AVAILABLE RECORDS:
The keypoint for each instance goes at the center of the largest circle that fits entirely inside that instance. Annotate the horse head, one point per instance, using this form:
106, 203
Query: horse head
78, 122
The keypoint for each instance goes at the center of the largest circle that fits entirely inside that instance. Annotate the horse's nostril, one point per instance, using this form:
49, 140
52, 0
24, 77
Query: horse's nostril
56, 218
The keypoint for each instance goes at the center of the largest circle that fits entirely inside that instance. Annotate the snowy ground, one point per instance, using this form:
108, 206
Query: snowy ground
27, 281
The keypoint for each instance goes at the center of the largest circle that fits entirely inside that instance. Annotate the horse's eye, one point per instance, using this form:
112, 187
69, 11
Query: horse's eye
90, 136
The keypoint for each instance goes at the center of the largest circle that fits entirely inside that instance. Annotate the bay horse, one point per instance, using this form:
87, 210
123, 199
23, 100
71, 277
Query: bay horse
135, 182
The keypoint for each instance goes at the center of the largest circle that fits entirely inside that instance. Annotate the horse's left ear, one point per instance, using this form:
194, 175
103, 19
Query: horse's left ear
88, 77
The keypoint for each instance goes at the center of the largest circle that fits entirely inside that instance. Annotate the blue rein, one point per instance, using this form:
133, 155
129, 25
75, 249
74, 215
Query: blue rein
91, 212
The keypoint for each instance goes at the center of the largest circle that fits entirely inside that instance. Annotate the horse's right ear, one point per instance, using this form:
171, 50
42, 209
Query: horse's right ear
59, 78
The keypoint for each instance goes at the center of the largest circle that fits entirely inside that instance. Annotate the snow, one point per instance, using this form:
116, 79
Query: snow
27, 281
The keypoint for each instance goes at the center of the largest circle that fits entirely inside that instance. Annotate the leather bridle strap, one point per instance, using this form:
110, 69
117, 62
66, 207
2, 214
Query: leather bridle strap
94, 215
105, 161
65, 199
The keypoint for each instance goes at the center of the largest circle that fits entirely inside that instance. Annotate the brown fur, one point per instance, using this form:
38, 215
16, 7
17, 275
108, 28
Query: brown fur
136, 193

TASK STATEMENT: Rewrite the listing above, swapping every "keypoint" for "marker" and leaving everything else unchanged.

EXERCISE ANSWER:
The marker for each instance goes at the center of the largest circle that fits entirely inside that instance. Annotate the horse head, one point per instance, using this form:
106, 203
Query: horse head
78, 122
The marker for each instance goes at the center of the largest circle that fits entirely inside that instance. Annotate the horse's nostril, one point per instance, using this form:
49, 140
52, 0
24, 77
Query: horse's nostril
56, 218
The marker for each instance goes at the center of the largest circle that fits entirely inside that instance. Annotate the snowy ground, one point per instance, using this form:
108, 206
Query: snowy ground
27, 281
The marker for each instance goes at the center of the largest circle that fits entirely inside that instance. Annotate the horse's eye, one point per instance, using this form:
112, 187
69, 11
Query: horse's eye
90, 136
The marker for each instance goes at the center of the largest circle that fits entirely inside that instance. Annotate the bay horse, one point per instance, using this form:
87, 210
123, 199
23, 100
71, 277
Query: bay horse
135, 182
The marker for each instance goes at the center of the largest circle that fits entirely inside that instance. Annotate the horse's left ear, one point per instance, using this form:
194, 175
103, 19
Query: horse's left ear
88, 77
The marker for each instance goes at the center of the largest circle that fits entirely inside that instance. Annotate the blue rein, one point per instance, using this form:
133, 155
129, 25
75, 249
74, 215
Query: blue rein
91, 212
The marker for each instance goes at the center of the largest circle that fits entirely inside that instance. Annotate the horse's right ear, one point per instance, using this form:
171, 50
42, 209
Query: horse's right ear
59, 78
The marker for each instance goes at the center of the largest circle that fits entirely inside that instance. Annotate the snow, one point per instance, using this form:
116, 79
Query: snow
27, 281
The marker for each instance goes at the center of the largest circle that fits entirely inside that instance. Annotate the leather bridle strap, one point per instance, using this form:
110, 69
117, 62
66, 207
2, 214
Query: leather bridle strap
94, 215
105, 161
65, 199
The marker for each instance goes at the center of the largest circle that fits entirely inside that instance. Annotate the brown fur, one point per instance, using this form:
38, 215
16, 7
17, 275
108, 28
Query: brown fur
136, 193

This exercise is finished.